:: DATA FOR THE TASK ::
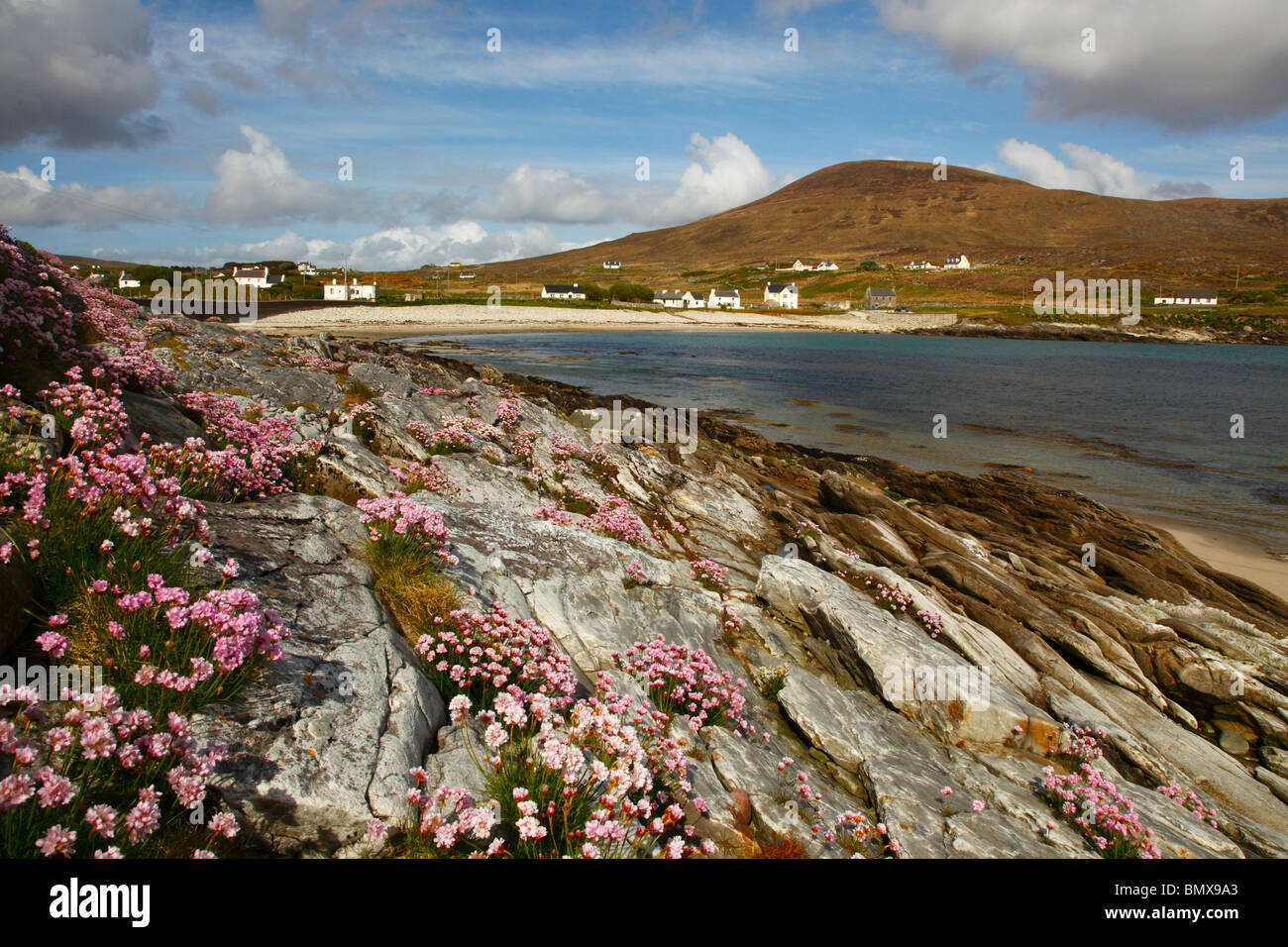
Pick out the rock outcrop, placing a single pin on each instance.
(1185, 669)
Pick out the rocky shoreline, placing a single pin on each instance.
(855, 586)
(1089, 333)
(1183, 668)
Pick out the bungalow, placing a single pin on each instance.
(343, 292)
(728, 299)
(784, 295)
(879, 299)
(253, 275)
(1188, 298)
(562, 291)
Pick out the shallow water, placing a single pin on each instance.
(1133, 425)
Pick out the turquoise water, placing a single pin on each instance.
(1134, 425)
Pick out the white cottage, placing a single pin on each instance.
(339, 291)
(784, 295)
(562, 291)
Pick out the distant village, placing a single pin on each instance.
(339, 287)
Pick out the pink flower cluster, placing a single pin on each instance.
(417, 476)
(709, 574)
(483, 655)
(456, 433)
(395, 515)
(1190, 801)
(34, 316)
(94, 492)
(64, 791)
(507, 411)
(230, 617)
(898, 602)
(589, 785)
(1080, 744)
(616, 518)
(682, 681)
(95, 418)
(1107, 818)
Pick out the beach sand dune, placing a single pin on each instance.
(373, 321)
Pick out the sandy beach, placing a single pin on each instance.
(1229, 553)
(1223, 551)
(373, 322)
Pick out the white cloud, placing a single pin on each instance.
(399, 248)
(549, 195)
(261, 185)
(1184, 63)
(29, 200)
(1091, 170)
(77, 71)
(724, 172)
(786, 8)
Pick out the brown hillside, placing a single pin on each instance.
(896, 211)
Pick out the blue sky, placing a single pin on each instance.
(167, 154)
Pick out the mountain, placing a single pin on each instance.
(896, 211)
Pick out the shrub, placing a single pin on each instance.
(1104, 817)
(686, 682)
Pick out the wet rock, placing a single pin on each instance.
(323, 740)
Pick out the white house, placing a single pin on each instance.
(784, 295)
(339, 291)
(1188, 298)
(562, 291)
(879, 299)
(256, 275)
(728, 299)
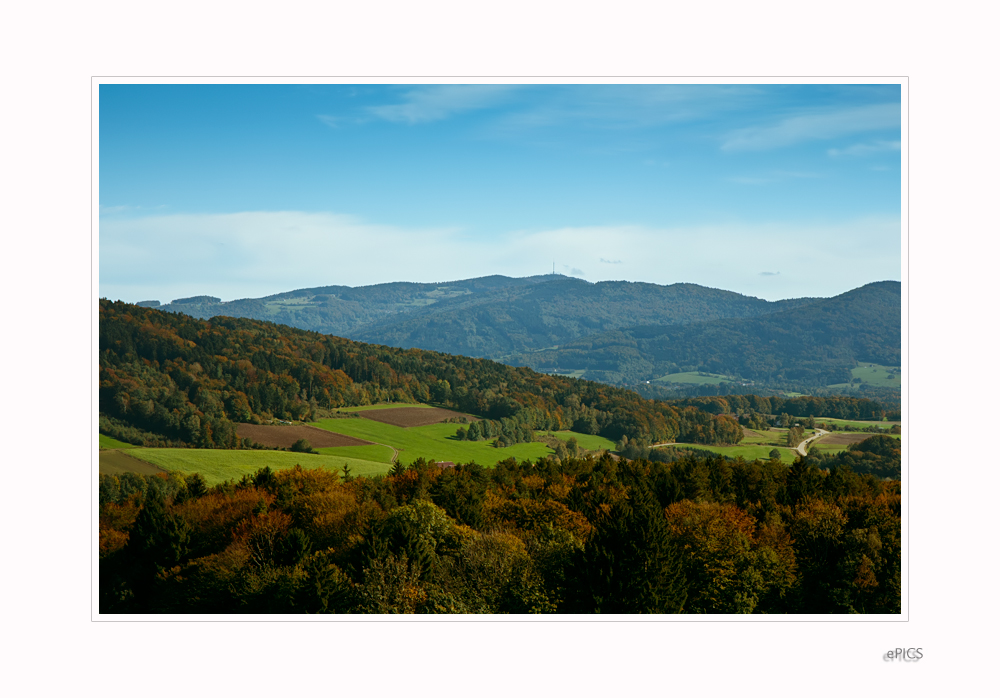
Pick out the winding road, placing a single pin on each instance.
(801, 449)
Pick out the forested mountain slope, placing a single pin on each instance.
(813, 344)
(545, 315)
(171, 378)
(491, 317)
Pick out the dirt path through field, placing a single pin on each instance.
(801, 450)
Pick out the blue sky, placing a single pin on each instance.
(238, 191)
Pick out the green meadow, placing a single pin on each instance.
(589, 442)
(694, 378)
(855, 424)
(433, 442)
(748, 452)
(218, 465)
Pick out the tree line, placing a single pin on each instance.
(169, 379)
(580, 535)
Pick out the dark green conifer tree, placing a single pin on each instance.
(629, 564)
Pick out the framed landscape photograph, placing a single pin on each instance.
(573, 348)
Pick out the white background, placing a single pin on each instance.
(51, 53)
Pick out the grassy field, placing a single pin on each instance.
(438, 442)
(874, 374)
(855, 424)
(115, 462)
(749, 452)
(377, 453)
(217, 465)
(694, 378)
(434, 441)
(575, 373)
(590, 442)
(390, 406)
(107, 442)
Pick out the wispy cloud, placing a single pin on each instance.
(253, 254)
(754, 181)
(864, 149)
(814, 126)
(437, 102)
(622, 107)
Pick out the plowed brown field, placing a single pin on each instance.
(842, 439)
(411, 416)
(283, 437)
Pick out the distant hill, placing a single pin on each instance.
(812, 344)
(491, 317)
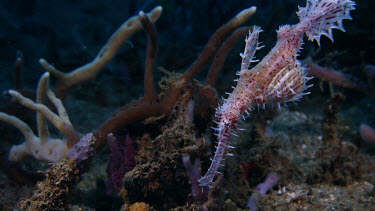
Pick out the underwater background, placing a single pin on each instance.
(321, 155)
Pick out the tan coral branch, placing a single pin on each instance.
(108, 51)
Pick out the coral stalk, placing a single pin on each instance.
(279, 77)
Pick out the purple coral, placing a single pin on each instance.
(121, 160)
(271, 180)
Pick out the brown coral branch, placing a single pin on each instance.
(67, 80)
(141, 109)
(222, 53)
(216, 41)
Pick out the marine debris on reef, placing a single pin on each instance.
(289, 168)
(53, 193)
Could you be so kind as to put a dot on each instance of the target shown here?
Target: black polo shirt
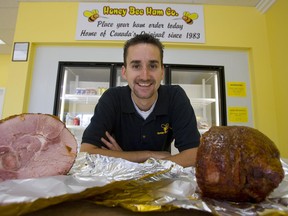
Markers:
(172, 118)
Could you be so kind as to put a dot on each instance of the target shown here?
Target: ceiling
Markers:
(9, 10)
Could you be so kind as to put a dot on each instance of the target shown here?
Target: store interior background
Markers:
(262, 35)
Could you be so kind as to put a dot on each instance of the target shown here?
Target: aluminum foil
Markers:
(155, 185)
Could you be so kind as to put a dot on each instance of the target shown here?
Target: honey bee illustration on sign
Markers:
(189, 17)
(92, 15)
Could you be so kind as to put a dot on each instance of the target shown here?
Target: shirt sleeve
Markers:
(101, 121)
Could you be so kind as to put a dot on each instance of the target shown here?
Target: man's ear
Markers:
(123, 72)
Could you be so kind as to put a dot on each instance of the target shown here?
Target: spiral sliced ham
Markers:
(35, 145)
(237, 163)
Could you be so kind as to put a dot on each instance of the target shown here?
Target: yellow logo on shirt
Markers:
(165, 129)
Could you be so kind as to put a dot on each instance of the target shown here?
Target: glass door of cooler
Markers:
(204, 85)
(79, 88)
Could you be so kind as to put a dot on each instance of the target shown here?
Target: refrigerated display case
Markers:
(205, 87)
(81, 84)
(79, 87)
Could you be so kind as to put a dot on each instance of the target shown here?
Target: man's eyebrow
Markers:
(134, 62)
(154, 61)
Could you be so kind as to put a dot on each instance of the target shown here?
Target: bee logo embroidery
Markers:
(165, 129)
(92, 15)
(189, 17)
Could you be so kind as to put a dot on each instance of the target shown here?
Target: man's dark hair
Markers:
(143, 38)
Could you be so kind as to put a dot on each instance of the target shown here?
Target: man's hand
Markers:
(111, 143)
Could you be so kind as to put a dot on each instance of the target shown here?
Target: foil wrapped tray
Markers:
(155, 185)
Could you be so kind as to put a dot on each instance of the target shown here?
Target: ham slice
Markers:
(35, 145)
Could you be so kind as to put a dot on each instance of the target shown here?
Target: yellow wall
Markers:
(226, 28)
(4, 64)
(278, 34)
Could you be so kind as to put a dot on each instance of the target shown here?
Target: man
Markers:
(140, 121)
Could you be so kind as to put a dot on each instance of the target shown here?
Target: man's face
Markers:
(144, 71)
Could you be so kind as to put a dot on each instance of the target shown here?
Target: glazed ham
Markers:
(237, 163)
(35, 145)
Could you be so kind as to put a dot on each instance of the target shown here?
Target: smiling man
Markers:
(141, 120)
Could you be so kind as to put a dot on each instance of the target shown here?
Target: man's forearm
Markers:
(185, 158)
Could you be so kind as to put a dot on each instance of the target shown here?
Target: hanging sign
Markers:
(121, 21)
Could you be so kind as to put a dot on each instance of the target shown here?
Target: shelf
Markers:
(82, 98)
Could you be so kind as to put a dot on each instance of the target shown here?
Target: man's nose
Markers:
(145, 73)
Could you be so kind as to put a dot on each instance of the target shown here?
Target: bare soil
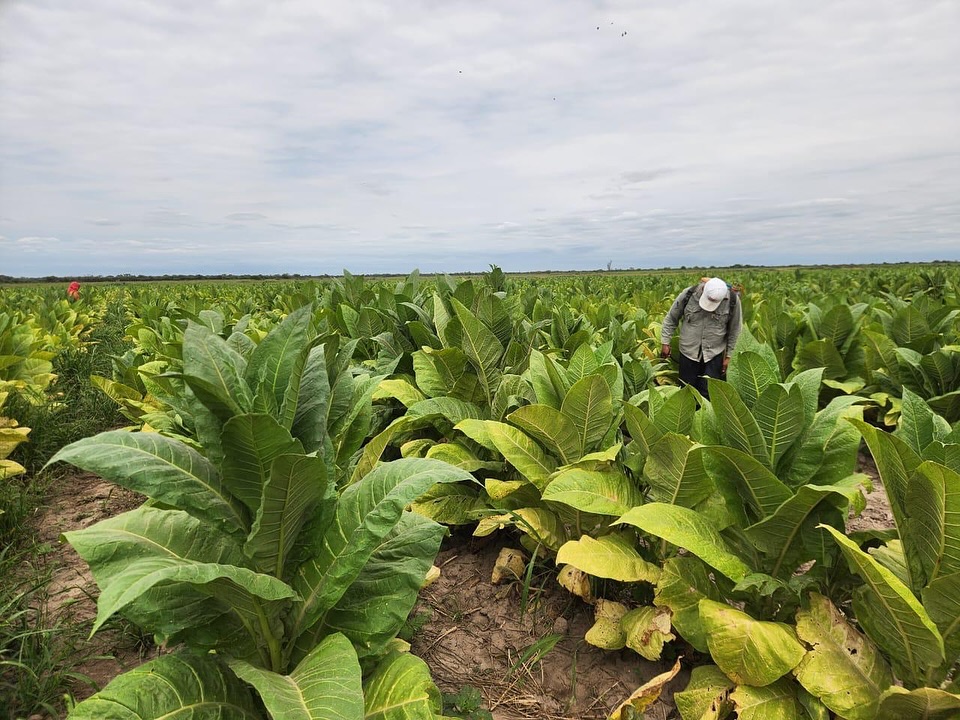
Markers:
:::
## HOW TO COMPLETE THIS TASK
Please set down every record above exactly as it appears, leaving out the pictures.

## OUTPUT FOR THIS EXERCISE
Pick out the rock outcrop, placing a single pin on each instance.
(1185, 669)
Pick out the rocky shoreline, placing a single pin on each instance.
(855, 586)
(1089, 333)
(1183, 668)
Pick out the bungalow, placing a single pin on each instance.
(343, 292)
(728, 299)
(784, 295)
(879, 299)
(253, 275)
(1188, 298)
(562, 291)
Pick out the shallow water, placing a single pin on each instance.
(1133, 425)
Pick out the turquoise water, placing a single pin on each instance.
(1134, 425)
Pick out the white cottage, placing a single pin on each instance.
(339, 291)
(784, 295)
(562, 291)
Pick out the distant village, placing a single pin on each instance.
(339, 287)
Pick out the pink flower cluster, placing a single pin on each instance.
(417, 476)
(709, 574)
(483, 655)
(456, 433)
(395, 515)
(1190, 801)
(34, 316)
(94, 492)
(64, 791)
(507, 411)
(230, 617)
(898, 602)
(589, 785)
(1080, 744)
(616, 518)
(682, 681)
(95, 418)
(1107, 818)
Pick out the beach sand dune, placing a single pin on each instance.
(373, 321)
Pick out the sandy beach, placing a single pin on each instance.
(1229, 553)
(1223, 551)
(373, 322)
Pick out the white cloud, placing a single pin on each instance.
(399, 248)
(549, 195)
(261, 185)
(1184, 63)
(29, 200)
(1091, 170)
(77, 71)
(724, 172)
(786, 8)
Pick out the brown hillside, placing a single pin on each instance.
(896, 211)
Pick out the blue sky, placing a single pin on each instance.
(167, 154)
Pick out the mountain, placing a single pin on each instance.
(896, 211)
Pick out the shrub, placing a single pin on each instance.
(1104, 817)
(686, 682)
Pick out the wet rock, placing a single pin on each instance.
(323, 740)
Pick out the white house, placing a single pin on each instance.
(784, 295)
(339, 291)
(1188, 298)
(562, 291)
(879, 299)
(256, 275)
(728, 299)
Pick out the winding road, placing a single pin on each instance.
(801, 449)
Pick out the forested mountain slope, placing a single pin on each instance.
(813, 344)
(545, 315)
(171, 378)
(491, 317)
Pick out the dirt path through field, placing a single pin on each instance.
(801, 450)
Pick out the blue sky, placing a single pin on each instance.
(238, 191)
Pick out the green meadow, placing a single pin on each instance.
(589, 442)
(694, 378)
(855, 424)
(433, 442)
(748, 452)
(218, 465)
Pick out the tree line, placing a single pin on each instance.
(169, 379)
(580, 535)
Pick out the dark green conifer tree, placing a single pin on each instance.
(629, 564)
Pick out the framed landscape photograph, placing a single pin on each instance.
(573, 348)
Pick out the white background, placing a single pin on each instance.
(51, 53)
Pick out the grassy field, placing a single pin on each instance.
(438, 442)
(874, 374)
(855, 424)
(115, 462)
(749, 452)
(377, 453)
(217, 465)
(694, 378)
(434, 441)
(575, 373)
(590, 442)
(390, 406)
(107, 442)
Pick out the wispy cloud, placing a single pin on each instance.
(253, 254)
(754, 181)
(864, 149)
(814, 126)
(437, 102)
(622, 107)
Pick out the plowed brown field, placing a single pin on each instance.
(842, 439)
(411, 416)
(283, 437)
Pick out the distant hill, placing a single pin on each instance.
(812, 344)
(491, 317)
Pick out the underwater background, placing a single pin on each instance.
(321, 155)
Pick out the tan coral branch, placing a single pin on each instance.
(108, 51)
Pick out the coral stalk, placing a single pin on each instance.
(279, 77)
Pick out the purple coral, placing a single pin on each instance.
(121, 160)
(271, 180)
Pick out the brown coral branch, placing a single pin on each instance.
(67, 80)
(141, 109)
(222, 53)
(216, 41)
Pick out the marine debris on reef, placing a single pin on each instance.
(289, 168)
(53, 193)
Could you be so kind as to put a dot on each instance of the target shown here?
Target: black polo shirt
Markers:
(172, 118)
Could you be so kind as to put a dot on each instance of the target shown here?
Target: ceiling
Markers:
(9, 10)
Could you be so kind as to put a dot on each instance of the target shown here?
Target: store interior background
Markers:
(262, 35)
Could you be so kind as to put a dot on each instance of the target shown here?
Target: aluminum foil
Markers:
(155, 185)
Could you be so kind as to put a dot on each instance of the target shown here?
Target: honey bee illustration on sign
Markers:
(189, 17)
(92, 15)
Could you be so kind as to put a dot on each instance of the target shown here?
Target: shirt sleeve
Markers:
(101, 121)
Could you be so kind as to put a dot on each instance of the target shown here?
Target: man's ear
Markers:
(123, 72)
Could you be so kind as to put a dot on each instance of the target shown here?
Target: spiral sliced ham
Markers:
(35, 145)
(237, 163)
Could you be so kind as to put a dot on each instance of the target shown here?
Target: yellow logo on shirt
Markers:
(165, 129)
Could you be so kind as to put a dot on each instance of the target shown here?
Target: glass door of cooler
Markers:
(204, 85)
(79, 88)
Could you be so kind as to put a dot on each instance of the target shown here?
Target: refrigerated display case
Markers:
(205, 87)
(81, 84)
(79, 87)
Could you be so kind as to put a dot on each instance of the target shown here?
Target: man's eyebrow
Markers:
(134, 62)
(154, 61)
Could you be so kind as to put a dot on each instance of the target shown here?
Target: bee logo embroidery
Markers:
(165, 129)
(92, 15)
(189, 17)
Could you be so kind as to put a dot on each instance of the target shown here?
Target: man's dark hair
Markers:
(143, 38)
Could you be so kind as to put a dot on each instance of the target shown here?
Target: man's hand
Markers:
(111, 143)
Could you be so kind as to put a dot on each instance of the target shown here?
Target: foil wrapped tray
Markers:
(155, 185)
Could you be so kind as to put a dot on each instance of the target shown here?
Target: ham slice
Markers:
(35, 145)
Could you be so kind as to put a dot on each instance of the target shown here?
Target: yellow wall
Markers:
(226, 28)
(4, 64)
(278, 34)
Could you be so kind as to put a dot on each instance of the target shown here?
Target: man
Markers:
(140, 121)
Could you be so kind as to put a dot on each instance of the target shown here?
Target: man's face
Markers:
(144, 71)
Could you be so kind as to put a dot on each instance of the target shown here?
Target: glazed ham
Markers:
(237, 163)
(35, 145)
Could you be so kind as to put a dot on each instance of the target shown here?
Target: smiling man
Markers:
(141, 120)
Could you be so kind as to put a dot on each instance of the target shown here?
Target: man's forearm
Markers:
(185, 158)
Could you be so kind as to put a dot on each instance of the target shown here?
Target: hanging sign
Markers:
(121, 21)
Could you be so kind as to put a dot on each instance of the target shown here?
Target: shelf
Markers:
(82, 98)
Could you be so kind as to put a dot on each instance of the target shown here?
Target: man's nose
Markers:
(145, 73)
Could you be so kind as to put a dot on each instance of the target shown here?
Target: bare soil
Markers:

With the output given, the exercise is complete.